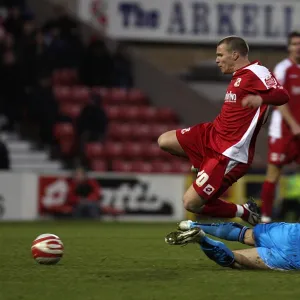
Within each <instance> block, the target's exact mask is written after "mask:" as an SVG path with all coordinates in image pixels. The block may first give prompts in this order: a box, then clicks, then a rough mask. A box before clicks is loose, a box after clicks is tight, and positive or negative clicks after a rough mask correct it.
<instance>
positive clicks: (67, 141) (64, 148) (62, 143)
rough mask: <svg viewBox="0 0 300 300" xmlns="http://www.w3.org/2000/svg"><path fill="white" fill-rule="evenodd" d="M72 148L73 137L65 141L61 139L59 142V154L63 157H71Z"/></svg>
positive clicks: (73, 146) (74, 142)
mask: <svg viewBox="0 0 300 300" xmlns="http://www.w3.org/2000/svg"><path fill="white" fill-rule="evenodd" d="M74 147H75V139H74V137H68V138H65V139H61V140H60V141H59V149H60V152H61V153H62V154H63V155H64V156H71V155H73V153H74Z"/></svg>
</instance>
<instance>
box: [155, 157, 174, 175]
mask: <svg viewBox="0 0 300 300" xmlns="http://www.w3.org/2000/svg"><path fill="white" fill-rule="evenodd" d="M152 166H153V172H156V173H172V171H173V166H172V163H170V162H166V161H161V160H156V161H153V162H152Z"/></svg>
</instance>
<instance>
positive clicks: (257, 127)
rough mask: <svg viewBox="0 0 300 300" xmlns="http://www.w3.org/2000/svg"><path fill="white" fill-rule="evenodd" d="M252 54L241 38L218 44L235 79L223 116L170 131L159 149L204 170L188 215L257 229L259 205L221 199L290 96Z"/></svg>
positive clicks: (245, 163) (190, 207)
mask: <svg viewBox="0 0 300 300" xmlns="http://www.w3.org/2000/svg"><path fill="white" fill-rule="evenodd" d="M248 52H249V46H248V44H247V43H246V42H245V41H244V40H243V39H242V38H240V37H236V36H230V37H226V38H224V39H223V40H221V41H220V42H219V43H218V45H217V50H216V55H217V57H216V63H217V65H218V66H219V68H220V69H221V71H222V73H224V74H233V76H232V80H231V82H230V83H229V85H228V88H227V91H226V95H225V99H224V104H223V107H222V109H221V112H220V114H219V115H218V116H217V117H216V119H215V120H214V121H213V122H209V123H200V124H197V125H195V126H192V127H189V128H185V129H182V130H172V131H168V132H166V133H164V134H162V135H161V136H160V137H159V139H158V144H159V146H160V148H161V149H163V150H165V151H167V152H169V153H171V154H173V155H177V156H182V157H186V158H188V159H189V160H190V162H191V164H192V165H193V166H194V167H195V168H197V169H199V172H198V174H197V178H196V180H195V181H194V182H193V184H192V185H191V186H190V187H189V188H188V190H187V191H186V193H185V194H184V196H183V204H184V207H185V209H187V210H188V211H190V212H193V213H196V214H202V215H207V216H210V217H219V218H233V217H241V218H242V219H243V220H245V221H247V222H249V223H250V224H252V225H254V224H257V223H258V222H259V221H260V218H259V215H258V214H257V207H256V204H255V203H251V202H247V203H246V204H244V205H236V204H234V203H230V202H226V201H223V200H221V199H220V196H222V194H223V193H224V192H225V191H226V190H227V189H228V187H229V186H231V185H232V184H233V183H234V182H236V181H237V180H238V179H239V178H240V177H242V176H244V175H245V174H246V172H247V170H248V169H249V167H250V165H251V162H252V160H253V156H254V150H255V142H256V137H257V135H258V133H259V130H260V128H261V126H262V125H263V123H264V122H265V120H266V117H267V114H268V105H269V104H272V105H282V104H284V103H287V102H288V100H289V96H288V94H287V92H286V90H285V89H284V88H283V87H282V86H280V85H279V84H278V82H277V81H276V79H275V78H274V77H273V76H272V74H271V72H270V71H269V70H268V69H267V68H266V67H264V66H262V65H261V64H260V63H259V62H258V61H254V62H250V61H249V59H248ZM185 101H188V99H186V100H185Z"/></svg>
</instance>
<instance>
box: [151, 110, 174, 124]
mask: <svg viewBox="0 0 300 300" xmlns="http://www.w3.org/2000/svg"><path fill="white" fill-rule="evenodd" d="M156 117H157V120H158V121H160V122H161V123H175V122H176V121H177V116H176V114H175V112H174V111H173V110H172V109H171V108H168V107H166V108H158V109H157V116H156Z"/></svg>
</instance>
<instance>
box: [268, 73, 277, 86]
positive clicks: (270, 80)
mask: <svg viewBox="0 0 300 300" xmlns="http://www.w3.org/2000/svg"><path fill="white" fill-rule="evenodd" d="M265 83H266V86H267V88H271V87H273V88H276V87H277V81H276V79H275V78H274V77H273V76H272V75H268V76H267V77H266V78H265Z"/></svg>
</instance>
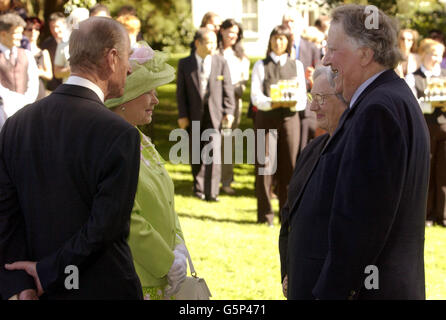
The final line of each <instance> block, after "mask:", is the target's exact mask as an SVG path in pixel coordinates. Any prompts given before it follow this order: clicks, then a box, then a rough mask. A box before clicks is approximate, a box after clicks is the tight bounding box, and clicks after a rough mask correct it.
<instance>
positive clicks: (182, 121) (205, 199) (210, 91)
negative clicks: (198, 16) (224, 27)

-*-*-

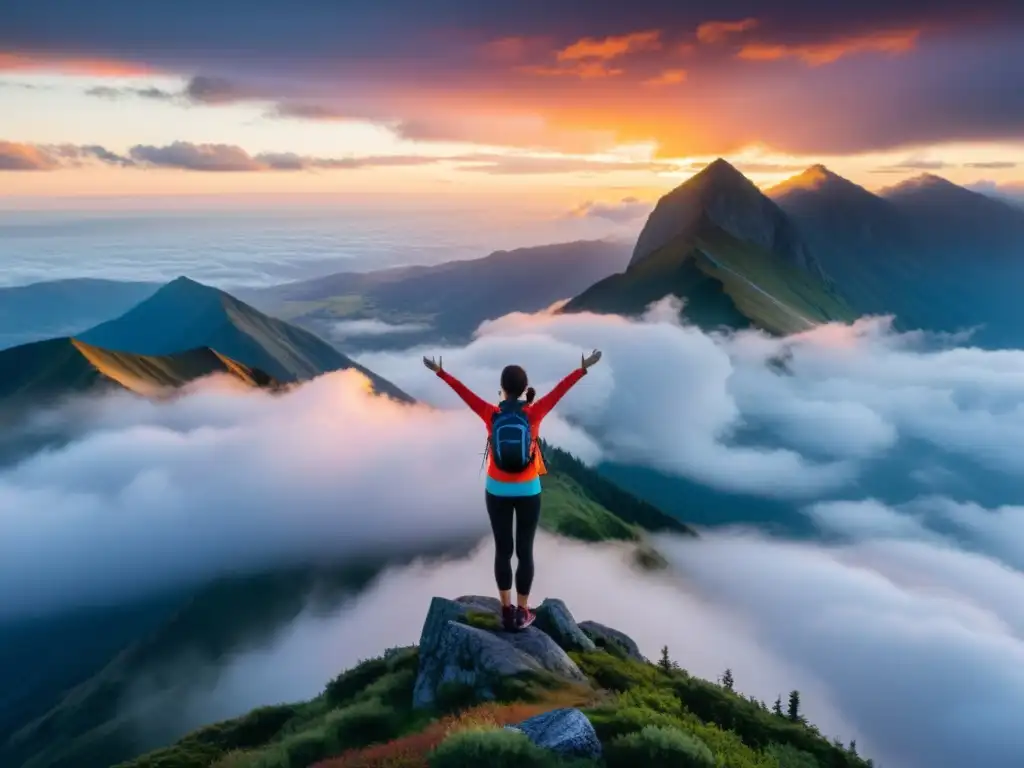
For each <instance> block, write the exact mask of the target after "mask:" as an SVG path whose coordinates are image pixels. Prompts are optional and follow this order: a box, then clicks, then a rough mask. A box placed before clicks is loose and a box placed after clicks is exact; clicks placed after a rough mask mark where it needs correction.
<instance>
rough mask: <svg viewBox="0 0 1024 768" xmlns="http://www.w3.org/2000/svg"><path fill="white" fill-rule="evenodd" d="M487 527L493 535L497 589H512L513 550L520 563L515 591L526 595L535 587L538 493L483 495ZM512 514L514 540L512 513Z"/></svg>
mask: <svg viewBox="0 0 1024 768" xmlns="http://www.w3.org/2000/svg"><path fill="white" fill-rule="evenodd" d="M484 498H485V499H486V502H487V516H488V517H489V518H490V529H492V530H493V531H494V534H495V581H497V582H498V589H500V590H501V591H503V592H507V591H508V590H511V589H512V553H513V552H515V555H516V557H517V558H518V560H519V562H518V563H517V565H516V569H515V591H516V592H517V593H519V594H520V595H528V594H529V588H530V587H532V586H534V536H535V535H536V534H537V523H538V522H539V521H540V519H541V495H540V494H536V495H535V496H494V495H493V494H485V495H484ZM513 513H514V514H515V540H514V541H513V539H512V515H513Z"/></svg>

-*-*-

**Activity**
A bare number is the whole answer: the tally of lines in the listing above that include "target".

**Exercise solution**
3